Object outline annotations:
************
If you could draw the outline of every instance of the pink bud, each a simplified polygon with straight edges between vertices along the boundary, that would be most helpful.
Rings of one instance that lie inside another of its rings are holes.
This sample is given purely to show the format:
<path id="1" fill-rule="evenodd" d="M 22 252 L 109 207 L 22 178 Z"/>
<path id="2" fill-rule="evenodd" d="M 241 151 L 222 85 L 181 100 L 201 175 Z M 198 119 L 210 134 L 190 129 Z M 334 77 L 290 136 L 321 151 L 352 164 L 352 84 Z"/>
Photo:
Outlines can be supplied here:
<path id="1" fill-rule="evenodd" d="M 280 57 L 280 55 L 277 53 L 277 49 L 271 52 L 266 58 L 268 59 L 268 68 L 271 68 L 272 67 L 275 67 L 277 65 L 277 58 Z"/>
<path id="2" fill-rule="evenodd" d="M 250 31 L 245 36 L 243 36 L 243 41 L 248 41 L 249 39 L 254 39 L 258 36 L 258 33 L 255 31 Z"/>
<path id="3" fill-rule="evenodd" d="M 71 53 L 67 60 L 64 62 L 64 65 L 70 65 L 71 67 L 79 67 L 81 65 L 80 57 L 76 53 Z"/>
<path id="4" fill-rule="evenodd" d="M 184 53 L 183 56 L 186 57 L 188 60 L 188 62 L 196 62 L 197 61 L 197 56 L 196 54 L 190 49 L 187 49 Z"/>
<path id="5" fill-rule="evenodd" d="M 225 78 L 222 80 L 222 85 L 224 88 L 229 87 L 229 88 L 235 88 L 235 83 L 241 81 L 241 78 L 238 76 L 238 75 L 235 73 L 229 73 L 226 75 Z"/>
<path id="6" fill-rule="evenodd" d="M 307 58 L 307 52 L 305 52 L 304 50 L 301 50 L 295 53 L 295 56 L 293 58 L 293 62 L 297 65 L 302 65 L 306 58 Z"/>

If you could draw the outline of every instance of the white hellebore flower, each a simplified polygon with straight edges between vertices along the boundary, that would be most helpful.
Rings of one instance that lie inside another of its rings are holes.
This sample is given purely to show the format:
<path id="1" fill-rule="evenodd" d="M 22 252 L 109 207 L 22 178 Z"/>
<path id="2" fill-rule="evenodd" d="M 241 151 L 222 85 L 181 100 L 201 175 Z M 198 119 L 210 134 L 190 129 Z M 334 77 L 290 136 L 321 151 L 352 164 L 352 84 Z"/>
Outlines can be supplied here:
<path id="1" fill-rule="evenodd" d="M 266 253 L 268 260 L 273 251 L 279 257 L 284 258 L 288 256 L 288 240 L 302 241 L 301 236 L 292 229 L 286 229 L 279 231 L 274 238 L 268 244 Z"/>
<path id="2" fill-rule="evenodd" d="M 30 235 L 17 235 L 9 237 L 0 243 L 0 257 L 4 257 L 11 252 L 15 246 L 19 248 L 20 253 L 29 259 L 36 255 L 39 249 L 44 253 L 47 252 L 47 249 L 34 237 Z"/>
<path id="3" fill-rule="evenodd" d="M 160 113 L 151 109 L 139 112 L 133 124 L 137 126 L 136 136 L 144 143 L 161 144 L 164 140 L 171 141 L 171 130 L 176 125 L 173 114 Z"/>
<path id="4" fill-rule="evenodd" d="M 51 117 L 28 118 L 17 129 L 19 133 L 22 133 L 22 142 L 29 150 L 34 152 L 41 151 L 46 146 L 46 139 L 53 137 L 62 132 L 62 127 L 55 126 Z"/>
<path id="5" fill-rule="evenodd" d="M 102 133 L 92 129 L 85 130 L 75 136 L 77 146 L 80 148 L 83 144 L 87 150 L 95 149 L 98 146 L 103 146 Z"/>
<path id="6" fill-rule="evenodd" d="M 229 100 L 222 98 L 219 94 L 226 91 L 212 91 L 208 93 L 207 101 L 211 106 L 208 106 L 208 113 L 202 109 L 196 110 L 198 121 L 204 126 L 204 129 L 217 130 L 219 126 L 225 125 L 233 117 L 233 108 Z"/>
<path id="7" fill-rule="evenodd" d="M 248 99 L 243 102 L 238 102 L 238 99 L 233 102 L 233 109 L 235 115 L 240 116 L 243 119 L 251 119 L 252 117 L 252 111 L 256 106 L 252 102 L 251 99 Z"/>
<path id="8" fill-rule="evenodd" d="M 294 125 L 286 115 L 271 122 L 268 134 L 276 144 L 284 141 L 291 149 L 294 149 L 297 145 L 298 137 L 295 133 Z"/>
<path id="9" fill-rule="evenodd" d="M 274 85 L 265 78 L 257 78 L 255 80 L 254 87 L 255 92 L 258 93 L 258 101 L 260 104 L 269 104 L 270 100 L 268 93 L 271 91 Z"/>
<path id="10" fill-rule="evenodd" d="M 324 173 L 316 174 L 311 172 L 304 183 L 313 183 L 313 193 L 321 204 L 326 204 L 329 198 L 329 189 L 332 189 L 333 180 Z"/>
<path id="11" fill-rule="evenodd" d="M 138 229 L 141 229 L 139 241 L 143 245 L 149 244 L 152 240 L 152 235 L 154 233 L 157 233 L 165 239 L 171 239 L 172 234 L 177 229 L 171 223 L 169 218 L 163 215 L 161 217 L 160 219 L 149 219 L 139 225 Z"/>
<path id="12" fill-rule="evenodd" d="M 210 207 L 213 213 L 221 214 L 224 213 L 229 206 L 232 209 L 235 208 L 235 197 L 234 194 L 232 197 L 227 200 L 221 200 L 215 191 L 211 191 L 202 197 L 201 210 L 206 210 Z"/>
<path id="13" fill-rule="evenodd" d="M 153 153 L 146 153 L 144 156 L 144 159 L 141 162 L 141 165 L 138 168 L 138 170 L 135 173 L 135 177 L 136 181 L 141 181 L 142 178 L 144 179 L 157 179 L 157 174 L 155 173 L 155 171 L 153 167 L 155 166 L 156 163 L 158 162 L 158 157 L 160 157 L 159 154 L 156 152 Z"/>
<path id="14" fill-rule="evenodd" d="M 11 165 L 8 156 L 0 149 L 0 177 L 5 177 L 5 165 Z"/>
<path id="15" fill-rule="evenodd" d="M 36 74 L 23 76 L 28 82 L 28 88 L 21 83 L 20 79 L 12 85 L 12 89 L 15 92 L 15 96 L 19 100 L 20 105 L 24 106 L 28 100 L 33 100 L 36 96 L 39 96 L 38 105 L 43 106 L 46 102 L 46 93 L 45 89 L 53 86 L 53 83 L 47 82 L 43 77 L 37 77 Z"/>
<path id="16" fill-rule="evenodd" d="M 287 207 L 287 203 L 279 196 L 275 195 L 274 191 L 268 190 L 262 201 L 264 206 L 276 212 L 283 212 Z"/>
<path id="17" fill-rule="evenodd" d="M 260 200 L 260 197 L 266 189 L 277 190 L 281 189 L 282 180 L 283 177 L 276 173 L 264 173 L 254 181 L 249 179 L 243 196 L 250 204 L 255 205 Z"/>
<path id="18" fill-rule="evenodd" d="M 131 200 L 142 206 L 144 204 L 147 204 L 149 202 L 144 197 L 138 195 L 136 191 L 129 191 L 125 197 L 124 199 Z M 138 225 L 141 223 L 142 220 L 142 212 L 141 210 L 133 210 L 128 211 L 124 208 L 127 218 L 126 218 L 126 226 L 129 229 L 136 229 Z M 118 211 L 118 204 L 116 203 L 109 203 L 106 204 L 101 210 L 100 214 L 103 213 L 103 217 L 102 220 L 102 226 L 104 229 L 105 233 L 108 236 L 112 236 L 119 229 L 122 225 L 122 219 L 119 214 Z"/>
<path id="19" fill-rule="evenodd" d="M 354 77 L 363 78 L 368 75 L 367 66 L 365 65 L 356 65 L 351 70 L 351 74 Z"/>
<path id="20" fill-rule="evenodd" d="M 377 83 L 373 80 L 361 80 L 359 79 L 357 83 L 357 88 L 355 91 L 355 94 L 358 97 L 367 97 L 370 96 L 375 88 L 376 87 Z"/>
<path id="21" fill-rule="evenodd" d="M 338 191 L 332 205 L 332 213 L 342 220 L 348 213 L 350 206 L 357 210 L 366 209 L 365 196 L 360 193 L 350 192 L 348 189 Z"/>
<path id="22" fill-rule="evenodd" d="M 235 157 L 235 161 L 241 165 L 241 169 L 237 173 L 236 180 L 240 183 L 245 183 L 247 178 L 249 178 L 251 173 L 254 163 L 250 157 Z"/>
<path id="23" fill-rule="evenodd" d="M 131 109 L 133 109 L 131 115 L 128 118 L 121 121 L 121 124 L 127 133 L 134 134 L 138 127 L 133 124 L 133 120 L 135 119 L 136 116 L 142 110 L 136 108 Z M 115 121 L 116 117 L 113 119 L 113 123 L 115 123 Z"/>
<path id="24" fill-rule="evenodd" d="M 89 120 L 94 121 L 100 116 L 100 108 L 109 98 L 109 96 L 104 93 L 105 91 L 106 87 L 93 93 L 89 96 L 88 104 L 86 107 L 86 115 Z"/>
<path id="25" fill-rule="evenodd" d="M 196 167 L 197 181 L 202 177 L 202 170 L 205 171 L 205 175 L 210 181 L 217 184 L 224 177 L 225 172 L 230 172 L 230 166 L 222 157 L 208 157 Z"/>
************
* **Aim of the task**
Please copy the listing above word for word, beginning with its very first line and continuing through the line containing "250 31 L 245".

* **Output of the exercise**
If you could draw the outline of every instance of the pink bud, each a simplified polygon with straight edges between vertices along the boundary, that would be most helpful.
Rings of one instance that lie inside another of its rings are holes.
This sample is given purely to show the format:
<path id="1" fill-rule="evenodd" d="M 22 252 L 109 207 L 22 178 Z"/>
<path id="2" fill-rule="evenodd" d="M 241 151 L 222 85 L 181 100 L 201 175 Z M 198 119 L 210 134 L 190 129 Z M 334 77 L 290 136 L 321 151 L 352 164 L 352 84 Z"/>
Photo:
Outlines can be supplied here:
<path id="1" fill-rule="evenodd" d="M 280 57 L 280 55 L 277 53 L 277 49 L 271 52 L 266 58 L 268 59 L 268 68 L 271 68 L 272 67 L 275 67 L 277 65 L 277 58 Z"/>
<path id="2" fill-rule="evenodd" d="M 250 31 L 245 36 L 243 36 L 243 41 L 248 41 L 249 39 L 254 39 L 258 36 L 258 33 L 255 31 Z"/>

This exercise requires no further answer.